WHAT THE EXERCISE ASKS | Within the records that follow, find every line containing the string "donkey". Copy those lines.

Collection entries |
*** Begin section ***

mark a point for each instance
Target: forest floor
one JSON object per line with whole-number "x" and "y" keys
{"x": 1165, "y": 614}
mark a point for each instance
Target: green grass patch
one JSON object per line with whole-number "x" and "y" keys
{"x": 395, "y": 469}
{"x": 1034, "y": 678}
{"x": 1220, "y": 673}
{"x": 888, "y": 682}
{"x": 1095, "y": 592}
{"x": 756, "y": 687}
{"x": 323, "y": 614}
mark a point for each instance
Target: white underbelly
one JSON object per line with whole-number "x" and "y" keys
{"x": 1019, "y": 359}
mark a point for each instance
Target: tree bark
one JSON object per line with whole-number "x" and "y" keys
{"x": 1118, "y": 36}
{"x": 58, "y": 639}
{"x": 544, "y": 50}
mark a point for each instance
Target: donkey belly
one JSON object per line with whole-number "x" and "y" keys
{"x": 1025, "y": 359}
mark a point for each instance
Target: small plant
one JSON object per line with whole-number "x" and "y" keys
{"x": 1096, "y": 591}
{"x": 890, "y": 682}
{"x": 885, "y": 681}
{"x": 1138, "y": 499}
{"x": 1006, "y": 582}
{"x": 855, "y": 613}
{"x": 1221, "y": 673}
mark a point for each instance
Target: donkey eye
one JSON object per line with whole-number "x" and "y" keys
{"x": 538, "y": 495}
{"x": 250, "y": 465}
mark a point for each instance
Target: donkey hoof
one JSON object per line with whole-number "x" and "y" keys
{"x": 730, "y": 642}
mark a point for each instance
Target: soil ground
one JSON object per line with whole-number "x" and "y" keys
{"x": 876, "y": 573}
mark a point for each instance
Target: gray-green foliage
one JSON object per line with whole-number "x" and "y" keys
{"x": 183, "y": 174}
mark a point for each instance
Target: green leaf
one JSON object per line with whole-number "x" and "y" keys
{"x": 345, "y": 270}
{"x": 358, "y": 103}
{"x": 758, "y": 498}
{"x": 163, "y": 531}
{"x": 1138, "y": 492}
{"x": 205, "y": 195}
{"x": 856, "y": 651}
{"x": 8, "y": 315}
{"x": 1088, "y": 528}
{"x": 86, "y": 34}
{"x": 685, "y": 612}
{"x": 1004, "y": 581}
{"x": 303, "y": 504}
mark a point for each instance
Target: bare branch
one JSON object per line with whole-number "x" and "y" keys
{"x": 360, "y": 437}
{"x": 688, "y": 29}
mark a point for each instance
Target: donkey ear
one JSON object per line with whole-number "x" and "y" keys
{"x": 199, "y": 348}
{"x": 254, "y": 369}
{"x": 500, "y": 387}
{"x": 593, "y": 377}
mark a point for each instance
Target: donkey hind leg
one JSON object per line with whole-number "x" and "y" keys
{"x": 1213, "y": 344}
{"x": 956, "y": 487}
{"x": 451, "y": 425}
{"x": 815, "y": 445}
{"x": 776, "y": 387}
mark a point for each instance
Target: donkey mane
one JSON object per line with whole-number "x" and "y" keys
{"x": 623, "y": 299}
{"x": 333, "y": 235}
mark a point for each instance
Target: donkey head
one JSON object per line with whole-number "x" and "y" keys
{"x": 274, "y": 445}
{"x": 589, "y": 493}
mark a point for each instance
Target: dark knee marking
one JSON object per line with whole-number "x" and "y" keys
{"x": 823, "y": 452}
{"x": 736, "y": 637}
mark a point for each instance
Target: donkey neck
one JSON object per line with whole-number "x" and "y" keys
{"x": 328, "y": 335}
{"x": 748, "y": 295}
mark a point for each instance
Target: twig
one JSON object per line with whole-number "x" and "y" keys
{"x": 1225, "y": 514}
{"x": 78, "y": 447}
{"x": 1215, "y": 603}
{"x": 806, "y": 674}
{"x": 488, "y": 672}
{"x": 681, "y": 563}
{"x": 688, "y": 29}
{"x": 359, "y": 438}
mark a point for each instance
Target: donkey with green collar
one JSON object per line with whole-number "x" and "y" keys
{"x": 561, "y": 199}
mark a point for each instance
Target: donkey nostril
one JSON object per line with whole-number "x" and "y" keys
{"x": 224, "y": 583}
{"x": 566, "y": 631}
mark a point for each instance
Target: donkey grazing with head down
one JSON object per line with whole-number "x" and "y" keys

*** End section ***

ANSWER SECTION |
Target: donkey belly
Target: donkey eye
Target: donkey hoof
Target: donkey ear
Target: donkey hind leg
Target: donkey mane
Target: donkey head
Target: donkey neck
Target: donkey with green collar
Target: donkey nostril
Target: donkey grazing with head down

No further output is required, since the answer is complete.